───── LISTED RECORDS

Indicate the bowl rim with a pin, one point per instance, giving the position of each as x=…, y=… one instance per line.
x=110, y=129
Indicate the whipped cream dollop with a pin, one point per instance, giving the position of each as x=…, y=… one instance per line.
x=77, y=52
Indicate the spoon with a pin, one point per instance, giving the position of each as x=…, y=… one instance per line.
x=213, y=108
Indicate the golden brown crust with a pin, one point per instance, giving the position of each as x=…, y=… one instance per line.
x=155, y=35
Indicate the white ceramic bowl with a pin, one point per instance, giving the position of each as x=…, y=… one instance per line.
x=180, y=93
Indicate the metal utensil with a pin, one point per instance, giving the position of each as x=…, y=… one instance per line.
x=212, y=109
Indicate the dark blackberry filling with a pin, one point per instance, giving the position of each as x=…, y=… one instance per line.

──────────

STATED GOAL |
Rewrite all of the data above, requests included, and shift each x and y coordinate in the answers down by 17.

REPLY TO THE EXERCISE |
Indicate the bowl rim with a pin, one point per instance, giving the position of each as x=…, y=… one instance per line.
x=93, y=112
Indicate the whipped cream dollop with a pin, one point per instance, giving the position of each as x=…, y=… one instance per line.
x=60, y=35
Indicate the spoon with a pin, one point per instance, giving the position of each as x=…, y=… one instance per line.
x=196, y=91
Indicate the golden brown crust with a pin, one point per instance, giving the position of each as x=…, y=… one instance per line.
x=138, y=18
Indicate the white ceramic bowl with a pin, one point per instance, giving the position of each as x=…, y=… one instance per line.
x=163, y=76
Indicate the metal utensil with a pin, one point per instance, giving the position of each as x=…, y=… one instance per line.
x=195, y=92
Indicate the dark blackberry filling with a pin, one point per instance, giving the position of each as x=…, y=… one instance per line.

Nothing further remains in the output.